>> Start DATA TO PROCESS

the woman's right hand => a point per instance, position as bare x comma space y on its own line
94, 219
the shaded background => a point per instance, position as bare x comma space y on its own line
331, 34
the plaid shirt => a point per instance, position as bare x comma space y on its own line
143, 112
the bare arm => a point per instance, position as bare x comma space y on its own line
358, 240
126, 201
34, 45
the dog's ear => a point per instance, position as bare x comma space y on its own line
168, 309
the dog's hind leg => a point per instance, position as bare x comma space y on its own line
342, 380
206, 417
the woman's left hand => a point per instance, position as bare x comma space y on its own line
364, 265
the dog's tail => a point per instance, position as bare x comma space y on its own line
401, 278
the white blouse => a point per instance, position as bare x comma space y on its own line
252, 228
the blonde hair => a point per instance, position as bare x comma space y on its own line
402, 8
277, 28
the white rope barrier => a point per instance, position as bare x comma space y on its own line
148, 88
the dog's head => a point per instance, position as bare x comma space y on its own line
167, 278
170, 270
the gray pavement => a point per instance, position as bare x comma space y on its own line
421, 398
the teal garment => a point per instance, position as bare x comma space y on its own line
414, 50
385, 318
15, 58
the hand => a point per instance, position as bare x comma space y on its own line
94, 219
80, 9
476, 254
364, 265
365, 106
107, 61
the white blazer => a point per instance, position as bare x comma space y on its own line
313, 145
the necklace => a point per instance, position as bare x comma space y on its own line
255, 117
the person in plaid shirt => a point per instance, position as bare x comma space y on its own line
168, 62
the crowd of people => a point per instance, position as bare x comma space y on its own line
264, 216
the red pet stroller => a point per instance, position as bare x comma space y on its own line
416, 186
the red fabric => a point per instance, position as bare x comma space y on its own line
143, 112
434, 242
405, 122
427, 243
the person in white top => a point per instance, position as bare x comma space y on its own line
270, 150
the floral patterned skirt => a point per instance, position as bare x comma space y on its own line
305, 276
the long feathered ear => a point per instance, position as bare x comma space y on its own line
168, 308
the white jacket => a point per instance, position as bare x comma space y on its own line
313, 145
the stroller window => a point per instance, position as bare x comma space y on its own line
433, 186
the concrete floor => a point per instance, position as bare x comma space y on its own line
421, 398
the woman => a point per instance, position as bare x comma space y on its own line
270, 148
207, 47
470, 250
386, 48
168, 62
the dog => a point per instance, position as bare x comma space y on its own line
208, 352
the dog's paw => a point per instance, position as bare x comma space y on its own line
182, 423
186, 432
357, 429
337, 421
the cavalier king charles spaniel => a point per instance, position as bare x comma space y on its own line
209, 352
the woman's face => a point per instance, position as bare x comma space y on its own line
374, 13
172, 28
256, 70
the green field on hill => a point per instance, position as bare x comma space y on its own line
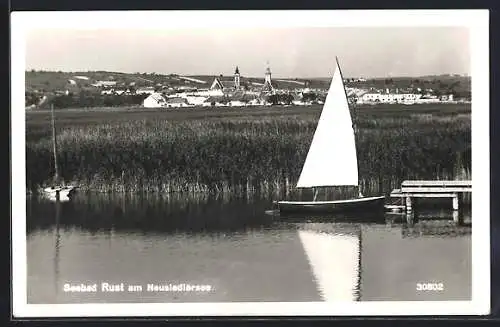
240, 150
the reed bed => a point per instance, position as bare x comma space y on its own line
241, 155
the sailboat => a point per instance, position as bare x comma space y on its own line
332, 158
58, 191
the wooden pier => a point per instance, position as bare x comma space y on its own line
411, 190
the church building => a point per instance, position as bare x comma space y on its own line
268, 85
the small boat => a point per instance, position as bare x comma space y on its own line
59, 191
332, 159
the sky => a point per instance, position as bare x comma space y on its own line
290, 52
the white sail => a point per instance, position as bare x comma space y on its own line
332, 160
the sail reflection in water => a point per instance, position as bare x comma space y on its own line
237, 249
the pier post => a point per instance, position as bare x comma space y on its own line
408, 204
455, 201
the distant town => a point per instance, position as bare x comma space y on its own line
105, 89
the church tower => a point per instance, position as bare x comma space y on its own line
237, 78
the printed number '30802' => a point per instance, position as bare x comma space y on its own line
430, 287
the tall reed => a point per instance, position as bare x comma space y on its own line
241, 155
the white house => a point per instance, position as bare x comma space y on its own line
155, 100
177, 103
236, 103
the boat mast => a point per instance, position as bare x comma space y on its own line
354, 126
54, 143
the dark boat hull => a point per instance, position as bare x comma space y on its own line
365, 205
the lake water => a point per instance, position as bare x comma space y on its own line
161, 249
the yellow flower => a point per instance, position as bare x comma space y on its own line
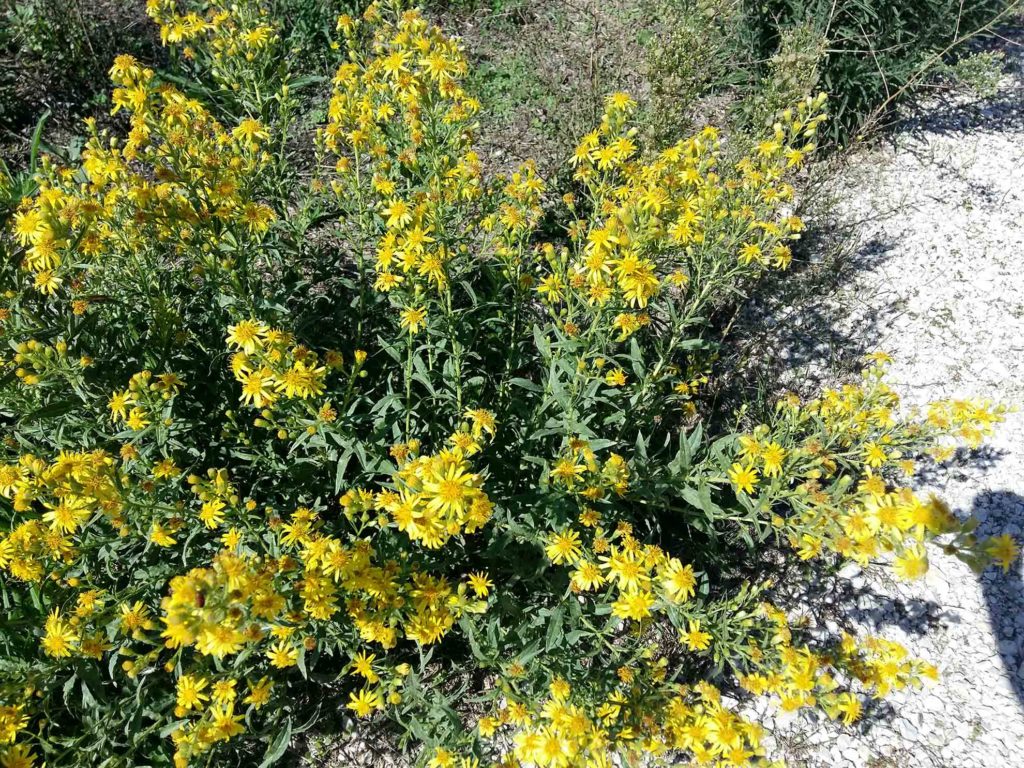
635, 605
563, 548
190, 692
59, 639
480, 585
743, 478
413, 318
678, 581
247, 336
363, 666
615, 378
365, 701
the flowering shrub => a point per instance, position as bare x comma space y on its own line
414, 431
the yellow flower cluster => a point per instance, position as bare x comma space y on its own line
655, 223
221, 608
215, 708
232, 40
438, 496
393, 99
642, 578
833, 460
268, 365
799, 677
144, 397
643, 718
61, 497
176, 181
36, 363
580, 472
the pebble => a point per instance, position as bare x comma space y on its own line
937, 283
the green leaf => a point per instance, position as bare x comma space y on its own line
554, 636
275, 750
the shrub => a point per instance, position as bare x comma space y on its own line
396, 437
878, 50
760, 54
53, 55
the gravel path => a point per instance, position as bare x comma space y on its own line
938, 283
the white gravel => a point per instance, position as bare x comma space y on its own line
938, 283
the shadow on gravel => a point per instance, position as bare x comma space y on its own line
1003, 512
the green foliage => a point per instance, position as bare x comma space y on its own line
876, 49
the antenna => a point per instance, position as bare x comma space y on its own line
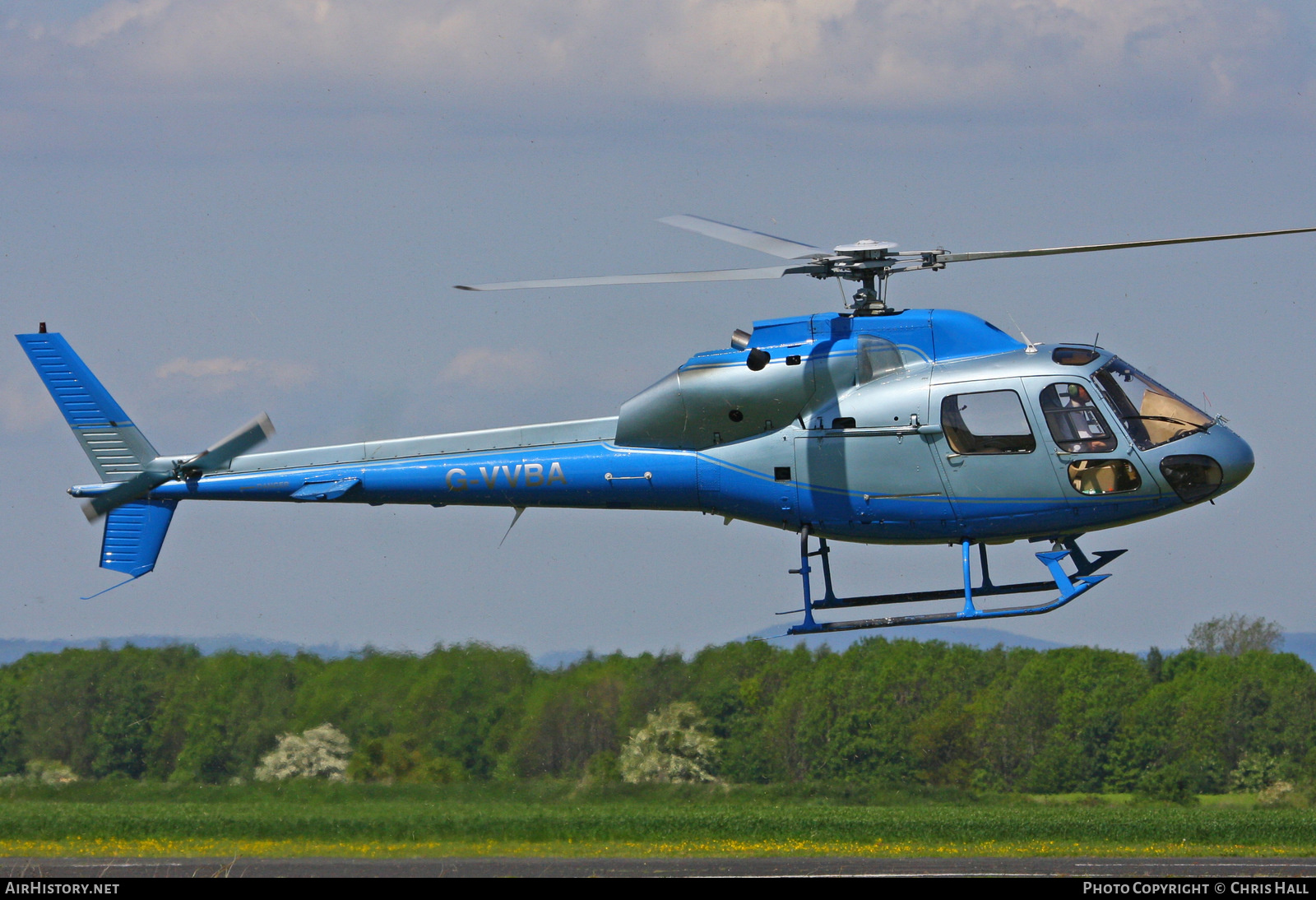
1031, 348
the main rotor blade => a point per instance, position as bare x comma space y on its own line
234, 445
744, 237
1090, 248
657, 278
137, 485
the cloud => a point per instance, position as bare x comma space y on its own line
221, 374
819, 57
24, 408
112, 19
495, 370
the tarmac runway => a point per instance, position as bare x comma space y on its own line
576, 867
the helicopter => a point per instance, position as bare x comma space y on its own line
870, 425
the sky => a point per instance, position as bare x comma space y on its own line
234, 206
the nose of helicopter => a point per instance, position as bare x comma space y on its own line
1235, 457
1219, 462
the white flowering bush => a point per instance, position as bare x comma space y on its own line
673, 746
316, 753
43, 772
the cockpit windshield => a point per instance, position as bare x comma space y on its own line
1151, 414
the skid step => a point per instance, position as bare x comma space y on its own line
1069, 587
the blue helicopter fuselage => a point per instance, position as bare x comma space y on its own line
918, 427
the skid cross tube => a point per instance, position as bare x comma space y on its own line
1069, 587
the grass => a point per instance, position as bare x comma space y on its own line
558, 819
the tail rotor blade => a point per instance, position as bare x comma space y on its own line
234, 445
137, 485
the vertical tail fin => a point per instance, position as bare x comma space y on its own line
114, 445
135, 531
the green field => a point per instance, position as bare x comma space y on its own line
559, 819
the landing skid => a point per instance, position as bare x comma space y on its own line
1069, 587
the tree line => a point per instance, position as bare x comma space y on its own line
892, 712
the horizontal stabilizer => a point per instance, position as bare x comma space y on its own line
135, 533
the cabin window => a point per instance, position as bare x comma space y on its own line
1074, 355
1151, 414
991, 421
1096, 476
1076, 423
875, 358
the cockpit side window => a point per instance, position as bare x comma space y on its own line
875, 358
1076, 423
991, 421
1151, 414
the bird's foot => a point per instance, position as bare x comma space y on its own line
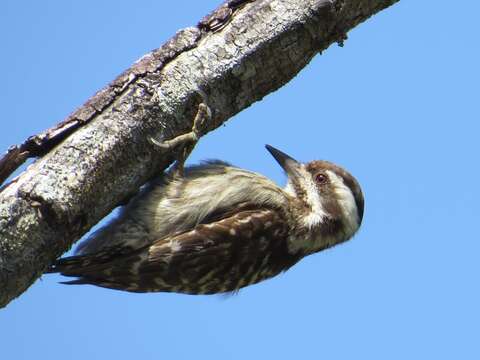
188, 140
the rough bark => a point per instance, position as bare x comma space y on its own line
100, 154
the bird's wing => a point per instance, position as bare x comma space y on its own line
220, 256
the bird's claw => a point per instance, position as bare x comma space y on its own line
188, 140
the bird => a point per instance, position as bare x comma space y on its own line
215, 228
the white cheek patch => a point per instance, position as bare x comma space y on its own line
346, 201
318, 213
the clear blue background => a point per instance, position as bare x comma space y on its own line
397, 106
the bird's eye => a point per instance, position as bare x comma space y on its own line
321, 178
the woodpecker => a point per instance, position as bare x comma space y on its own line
216, 228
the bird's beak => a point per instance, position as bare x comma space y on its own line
289, 164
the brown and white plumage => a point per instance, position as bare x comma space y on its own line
219, 228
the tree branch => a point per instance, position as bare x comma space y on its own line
100, 154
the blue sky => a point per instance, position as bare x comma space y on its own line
397, 106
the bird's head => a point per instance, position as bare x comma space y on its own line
329, 198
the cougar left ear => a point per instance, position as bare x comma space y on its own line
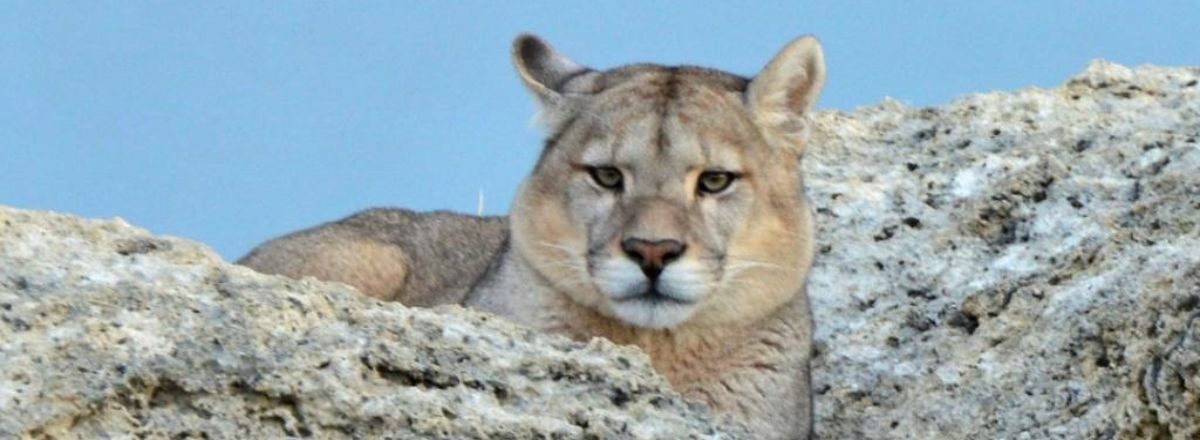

>> End DATA TO PROCESS

From the records, pull out every line that contains the word "left".

EXERCISE SOLUTION —
the woman's left hand => a point per instance, position as bare x comma space y on its own line
the cougar left ear => a point per instance, position as bare x comma space y on its own line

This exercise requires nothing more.